● **ASSIGNMENT**: Set down exactly each line of the entries below, beginning at the one that contains "Query: loader bucket" and ending at the last, and no others.

● **Image-grounded pointing data**:
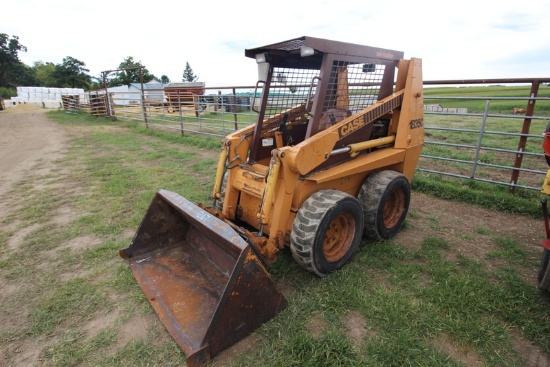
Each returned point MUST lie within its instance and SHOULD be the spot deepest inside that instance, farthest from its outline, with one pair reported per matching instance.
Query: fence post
(523, 139)
(180, 113)
(235, 110)
(481, 132)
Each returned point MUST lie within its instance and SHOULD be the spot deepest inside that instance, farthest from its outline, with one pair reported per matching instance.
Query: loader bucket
(203, 280)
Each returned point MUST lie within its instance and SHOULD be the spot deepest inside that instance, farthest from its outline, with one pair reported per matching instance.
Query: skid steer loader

● **EXERCISE OUTPUT**:
Query: loader bucket
(203, 280)
Each returned point MUST lie within its instance and SHOULD be the spot deepest inside that instance, farthest from its outline, with one pair reported per matching instance.
Query: skid steer loader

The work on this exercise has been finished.